What the task asks: Set down, in full, every record in the block.

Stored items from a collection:
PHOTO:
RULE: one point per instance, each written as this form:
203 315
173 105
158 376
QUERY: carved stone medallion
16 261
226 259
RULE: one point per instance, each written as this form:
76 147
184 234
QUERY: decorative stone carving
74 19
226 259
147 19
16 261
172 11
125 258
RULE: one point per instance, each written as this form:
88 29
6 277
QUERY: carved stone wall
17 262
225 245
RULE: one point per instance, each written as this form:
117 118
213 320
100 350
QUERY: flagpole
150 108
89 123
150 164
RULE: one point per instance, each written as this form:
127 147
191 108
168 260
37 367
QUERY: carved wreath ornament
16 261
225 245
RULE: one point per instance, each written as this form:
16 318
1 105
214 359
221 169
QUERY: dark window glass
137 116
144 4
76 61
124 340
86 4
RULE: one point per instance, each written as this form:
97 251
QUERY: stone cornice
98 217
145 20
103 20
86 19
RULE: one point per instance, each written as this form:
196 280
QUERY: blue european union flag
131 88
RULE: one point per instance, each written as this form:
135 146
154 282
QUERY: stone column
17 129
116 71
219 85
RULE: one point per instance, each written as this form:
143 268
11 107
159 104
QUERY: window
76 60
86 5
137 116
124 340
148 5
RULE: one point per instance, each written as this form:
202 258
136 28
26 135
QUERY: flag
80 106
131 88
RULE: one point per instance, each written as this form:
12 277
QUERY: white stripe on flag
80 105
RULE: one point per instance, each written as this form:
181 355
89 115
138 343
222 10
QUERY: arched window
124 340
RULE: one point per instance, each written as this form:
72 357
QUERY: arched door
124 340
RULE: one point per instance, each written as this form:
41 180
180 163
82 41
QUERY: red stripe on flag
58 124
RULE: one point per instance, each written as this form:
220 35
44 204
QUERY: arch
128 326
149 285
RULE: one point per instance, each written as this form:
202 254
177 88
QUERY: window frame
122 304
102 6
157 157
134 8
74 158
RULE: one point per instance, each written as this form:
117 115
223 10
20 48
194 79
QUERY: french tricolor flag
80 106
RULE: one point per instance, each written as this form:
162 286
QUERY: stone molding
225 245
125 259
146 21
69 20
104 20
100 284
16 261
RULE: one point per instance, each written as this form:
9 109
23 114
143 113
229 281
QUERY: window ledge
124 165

Answer for this exercise:
PHOTO:
RULE: one point per instance, each written as this form:
203 315
173 105
158 376
QUERY: carved stone medallion
16 261
226 259
RULE: one point per instance, each written as this form:
76 147
184 234
QUERY: decorative stone carving
74 19
226 259
147 19
16 261
172 11
125 258
RULE: one point per instance, each written as this form:
88 29
6 277
QUERY: carved stone wall
17 262
225 245
RULE: one point per instance, each written as this form:
117 118
213 320
100 350
QUERY: flagpole
150 108
89 123
150 164
RULE: one point per instance, each written as this form:
127 147
191 108
168 260
37 367
QUERY: carved wreath ornament
16 261
225 245
RULE: one point per instance, each written as this form:
16 318
1 105
214 359
221 169
QUERY: dark window glass
137 116
144 4
76 61
124 340
86 4
RULE: one point per instance, each written as this form:
97 251
QUERY: stone cornice
98 217
145 20
103 20
86 19
RULE: one point per instance, each written as this form:
196 280
QUERY: blue european union flag
131 88
RULE: one point per instance, each written as this form:
135 146
154 282
QUERY: stone column
17 129
116 71
219 85
RULE: one point per instance, each written as this form:
143 268
11 107
159 104
QUERY: window
76 60
86 5
137 116
124 340
148 5
RULE: one point per instance, each written as this form:
202 258
136 28
26 135
QUERY: flag
80 106
131 88
RULE: one point per instance, each written as this form:
12 277
QUERY: white stripe on flag
80 105
RULE: one point per instance, each written as this form:
181 355
89 115
138 343
222 10
QUERY: arched window
124 340
RULE: one point per instance, each written as this form:
72 357
QUERY: arched door
124 340
RULE: one point per instance, each written as this form:
41 180
180 163
82 41
QUERY: red stripe on flag
58 124
RULE: one point per instance, each written as this form:
220 35
44 204
QUERY: arch
128 326
149 285
RULE: one point per instance, each written as this form:
202 254
177 88
QUERY: window frame
122 304
102 6
157 157
134 8
74 158
RULE: one point per instance, each written as this form:
117 115
223 10
20 48
194 79
QUERY: french tricolor flag
80 106
RULE: one point per instance, each written as this form:
162 286
QUERY: stone molding
225 245
125 259
146 21
69 20
104 20
100 284
16 261
RULE: one point per instance, each written as this form:
9 109
23 114
143 113
229 281
QUERY: window ledge
124 165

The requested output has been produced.